(Excerpt from a dataset)
══════
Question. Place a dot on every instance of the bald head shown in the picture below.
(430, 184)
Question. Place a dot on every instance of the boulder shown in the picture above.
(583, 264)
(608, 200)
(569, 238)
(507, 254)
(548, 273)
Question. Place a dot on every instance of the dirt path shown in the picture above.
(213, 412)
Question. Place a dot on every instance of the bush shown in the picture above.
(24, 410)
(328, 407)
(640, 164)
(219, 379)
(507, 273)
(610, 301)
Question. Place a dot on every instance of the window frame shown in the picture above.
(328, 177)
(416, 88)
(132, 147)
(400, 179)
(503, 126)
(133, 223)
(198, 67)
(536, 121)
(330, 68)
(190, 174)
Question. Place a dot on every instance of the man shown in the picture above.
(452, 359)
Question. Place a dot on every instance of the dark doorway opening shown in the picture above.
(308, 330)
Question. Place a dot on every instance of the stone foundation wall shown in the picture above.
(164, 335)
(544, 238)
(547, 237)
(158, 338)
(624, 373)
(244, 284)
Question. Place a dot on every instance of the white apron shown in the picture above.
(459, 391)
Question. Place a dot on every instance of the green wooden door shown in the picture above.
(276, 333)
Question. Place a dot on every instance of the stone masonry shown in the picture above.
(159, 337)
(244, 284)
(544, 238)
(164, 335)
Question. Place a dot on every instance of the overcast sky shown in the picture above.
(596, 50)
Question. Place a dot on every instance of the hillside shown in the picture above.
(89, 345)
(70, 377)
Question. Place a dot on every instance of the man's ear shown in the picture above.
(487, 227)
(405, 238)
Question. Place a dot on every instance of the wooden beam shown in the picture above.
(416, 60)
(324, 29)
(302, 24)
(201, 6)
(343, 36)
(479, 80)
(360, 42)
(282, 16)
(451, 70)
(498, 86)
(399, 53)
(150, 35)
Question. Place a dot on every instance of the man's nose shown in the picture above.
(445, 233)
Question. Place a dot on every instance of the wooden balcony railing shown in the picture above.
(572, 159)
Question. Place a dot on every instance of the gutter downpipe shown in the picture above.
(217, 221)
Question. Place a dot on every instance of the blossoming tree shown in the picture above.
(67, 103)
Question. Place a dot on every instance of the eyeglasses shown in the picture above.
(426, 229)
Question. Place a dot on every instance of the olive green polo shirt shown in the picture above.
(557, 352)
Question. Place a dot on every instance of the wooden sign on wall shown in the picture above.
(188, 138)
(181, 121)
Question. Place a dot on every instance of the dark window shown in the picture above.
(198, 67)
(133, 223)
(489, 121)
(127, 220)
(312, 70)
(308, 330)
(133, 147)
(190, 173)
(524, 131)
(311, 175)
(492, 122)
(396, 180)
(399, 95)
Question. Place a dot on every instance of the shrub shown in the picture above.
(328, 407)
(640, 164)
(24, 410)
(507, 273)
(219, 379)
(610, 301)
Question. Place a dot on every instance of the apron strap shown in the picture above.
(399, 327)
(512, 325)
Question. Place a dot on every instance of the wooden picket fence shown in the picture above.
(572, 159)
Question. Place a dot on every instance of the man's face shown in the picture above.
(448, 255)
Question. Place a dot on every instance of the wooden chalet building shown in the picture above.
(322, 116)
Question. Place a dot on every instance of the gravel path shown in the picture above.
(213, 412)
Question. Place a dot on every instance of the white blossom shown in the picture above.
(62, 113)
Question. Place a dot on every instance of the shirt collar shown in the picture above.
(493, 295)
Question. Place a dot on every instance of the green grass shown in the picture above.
══════
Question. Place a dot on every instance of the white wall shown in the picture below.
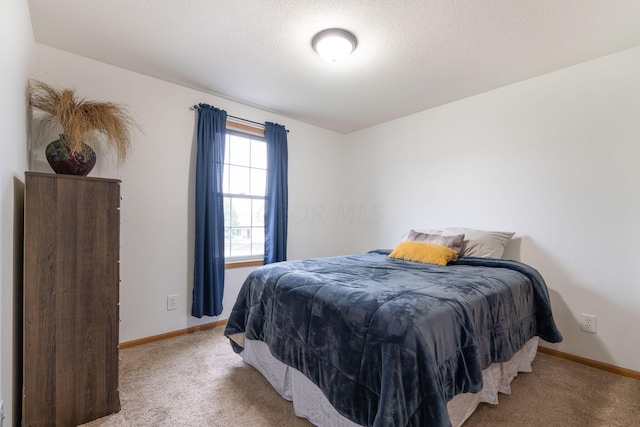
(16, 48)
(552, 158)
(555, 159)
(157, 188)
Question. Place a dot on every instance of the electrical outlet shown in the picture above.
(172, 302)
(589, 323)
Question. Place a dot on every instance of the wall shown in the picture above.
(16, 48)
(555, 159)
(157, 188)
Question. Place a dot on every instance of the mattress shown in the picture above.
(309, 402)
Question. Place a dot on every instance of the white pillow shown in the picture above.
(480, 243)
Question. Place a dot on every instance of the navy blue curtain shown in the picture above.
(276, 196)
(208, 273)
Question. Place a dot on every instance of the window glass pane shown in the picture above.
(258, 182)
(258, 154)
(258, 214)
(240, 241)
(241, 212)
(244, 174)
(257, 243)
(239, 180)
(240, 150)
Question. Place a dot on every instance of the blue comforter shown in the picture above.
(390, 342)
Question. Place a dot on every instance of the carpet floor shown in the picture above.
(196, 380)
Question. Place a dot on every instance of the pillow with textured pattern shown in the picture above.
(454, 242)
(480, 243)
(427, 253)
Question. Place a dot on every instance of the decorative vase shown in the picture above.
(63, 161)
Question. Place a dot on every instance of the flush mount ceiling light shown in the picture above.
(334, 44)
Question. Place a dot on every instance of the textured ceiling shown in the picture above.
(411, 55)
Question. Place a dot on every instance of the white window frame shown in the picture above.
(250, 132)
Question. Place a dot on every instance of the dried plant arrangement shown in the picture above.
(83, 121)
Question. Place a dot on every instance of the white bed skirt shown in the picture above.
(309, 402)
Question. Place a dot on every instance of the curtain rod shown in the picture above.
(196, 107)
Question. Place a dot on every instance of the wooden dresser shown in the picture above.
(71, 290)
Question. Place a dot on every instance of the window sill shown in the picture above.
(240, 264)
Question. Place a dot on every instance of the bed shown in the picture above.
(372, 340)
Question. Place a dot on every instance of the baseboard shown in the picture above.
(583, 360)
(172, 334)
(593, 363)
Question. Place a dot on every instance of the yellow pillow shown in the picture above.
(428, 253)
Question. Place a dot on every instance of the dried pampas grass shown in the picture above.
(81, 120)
══════
Objective: Show each line of the rows above that contains the word "blue". Matches must have the same capitalization.

Solution:
Question. Place a dot on every instance of the navy blue curtain shown in the picture above.
Question. Place a dot on every instance of the blue comforter shown in the picture above.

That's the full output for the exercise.